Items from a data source
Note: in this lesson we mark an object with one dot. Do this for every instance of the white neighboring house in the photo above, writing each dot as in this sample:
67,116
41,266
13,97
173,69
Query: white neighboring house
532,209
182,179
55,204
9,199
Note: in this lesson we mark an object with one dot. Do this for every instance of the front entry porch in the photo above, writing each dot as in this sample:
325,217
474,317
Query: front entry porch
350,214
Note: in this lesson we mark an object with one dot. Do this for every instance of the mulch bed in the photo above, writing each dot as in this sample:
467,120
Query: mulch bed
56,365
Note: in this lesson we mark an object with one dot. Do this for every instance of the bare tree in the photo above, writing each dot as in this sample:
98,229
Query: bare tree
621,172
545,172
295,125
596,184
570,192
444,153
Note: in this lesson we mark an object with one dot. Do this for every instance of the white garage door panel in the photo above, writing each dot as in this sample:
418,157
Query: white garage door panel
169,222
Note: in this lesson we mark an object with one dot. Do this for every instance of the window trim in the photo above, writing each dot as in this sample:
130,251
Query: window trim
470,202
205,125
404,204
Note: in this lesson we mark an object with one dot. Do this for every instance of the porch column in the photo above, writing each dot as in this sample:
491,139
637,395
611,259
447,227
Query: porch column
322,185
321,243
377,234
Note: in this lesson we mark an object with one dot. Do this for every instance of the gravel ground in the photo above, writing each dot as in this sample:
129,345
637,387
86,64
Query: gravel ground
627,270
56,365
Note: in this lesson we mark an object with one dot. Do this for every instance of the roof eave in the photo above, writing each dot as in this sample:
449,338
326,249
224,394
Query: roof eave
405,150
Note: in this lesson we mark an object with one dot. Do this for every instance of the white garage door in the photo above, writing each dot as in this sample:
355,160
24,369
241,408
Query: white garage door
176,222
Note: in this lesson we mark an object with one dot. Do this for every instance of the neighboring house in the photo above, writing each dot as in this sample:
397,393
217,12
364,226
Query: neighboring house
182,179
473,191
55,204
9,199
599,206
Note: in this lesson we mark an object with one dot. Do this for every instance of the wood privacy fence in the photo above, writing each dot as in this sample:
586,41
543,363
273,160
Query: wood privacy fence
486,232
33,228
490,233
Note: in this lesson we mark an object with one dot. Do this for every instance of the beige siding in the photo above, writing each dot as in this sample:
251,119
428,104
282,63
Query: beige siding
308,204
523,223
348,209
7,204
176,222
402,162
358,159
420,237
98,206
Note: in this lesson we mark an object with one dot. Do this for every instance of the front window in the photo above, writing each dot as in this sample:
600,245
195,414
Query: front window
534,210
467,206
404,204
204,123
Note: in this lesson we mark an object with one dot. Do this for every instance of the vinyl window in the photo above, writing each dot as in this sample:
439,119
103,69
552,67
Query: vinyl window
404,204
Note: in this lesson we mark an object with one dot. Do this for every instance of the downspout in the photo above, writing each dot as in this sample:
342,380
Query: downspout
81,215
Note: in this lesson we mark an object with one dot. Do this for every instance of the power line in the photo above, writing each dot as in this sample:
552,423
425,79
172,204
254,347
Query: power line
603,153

== SHORT EXERCISE ==
Restate the records, all of them, precisely as written.

== EXERCISE SOLUTION ==
Note: in this lesson we mark an object with one dot. Do this for every instance of the white neighboring house in the photo above, writing each dot as in this sample:
67,116
41,266
13,97
173,69
Query: white neighboring house
532,209
182,179
55,204
9,199
Note: in this lesson we mark an object with one dot. Do this for every instance of the front entry porch in the photo above, writing each dot as in this sample:
325,217
474,317
Query: front entry porch
350,214
Note: in this lesson we mark an object with one dot. Do this for every instance of the mulch bed in the photo above, writing each dot as in this sample:
467,120
Query: mulch bed
56,365
Note: in this lesson we mark an object with one dot. Do this for every instance of the bare tree in the photo above, writing each dot as in this sample:
98,229
Query: bare tree
621,172
545,172
295,125
596,184
570,192
444,153
Note: in this lesson we mark an object with one dot. Do this for every instance of the white garage door panel in the photo above, writing each dot as in this sample:
418,157
Query: white garage door panel
169,222
Note: in this lesson we mark an object with one dot. Do this for every instance of the window trim in the photo above, writing each dot as in this sample:
130,251
Query: window trim
470,202
205,125
404,204
Note: in this lesson we mark an object with one dot. Do this for every instance of the porch column in the photo above, writing each dot as in this sample:
491,139
637,395
611,259
447,227
Query: porch column
322,185
321,243
377,234
Note: in this lesson we mark an object with one dot. Do this for every instance of the gravel ground in the photo above, writing each dot as in this sample:
129,345
637,387
86,64
Query: gravel ground
627,270
56,365
Note: in this lesson we mark an object with one dot. Do this for every instance of the roof eave in the photo above, writing each dot as in this sample:
449,338
326,249
224,394
Query: roof eave
405,150
Note: in this lesson we mark an object with one dot. Do this for every instance of the white garage door in the photo above, writing each dot as in this sample:
355,160
24,369
241,408
Query: white garage door
176,222
Note: in this lesson we mark an object with one dot. Do this for every instance of the neighboring house in the photo above, writing each dot as in this sample:
397,393
217,12
364,226
Query: neighboring house
182,179
473,191
55,204
9,199
599,206
Note: in this lesson we mark an object with one dot. Do this for every instance of the wood privacy fence in the photo above, writing each dot as in this sample:
586,41
543,363
273,160
Query: wood privacy fence
486,232
33,228
490,233
Note: in this lesson we mark an object with one dot. Do this for every instance of the beige siding in the photo above, writing each dot as in this sample:
251,119
428,104
282,63
Query: beige siding
308,204
523,223
348,209
7,204
176,222
402,162
358,159
420,237
98,206
Note: in this lesson we mark an object with one dot. Do this for every instance of the front window in the photo above, writing each dot as in this sample:
600,245
195,414
Query: front window
534,210
467,206
404,204
204,123
Note: in this lesson we mark an object with one dot. Do this for every instance of the vinyl window in the photo above, writing each dot as in this sample:
439,119
103,69
552,67
Query: vinyl window
404,204
Note: in this lesson we mark an object with one dot. Do this for every instance of the downspout in the photo above, writing each dot as in this sample:
342,380
Query: downspout
81,215
Note: in this lesson we mark an object with one dot. Do this for every instance of the power line in the photo above, writing each dot as in this sample:
552,423
425,79
172,204
254,347
Query: power line
603,153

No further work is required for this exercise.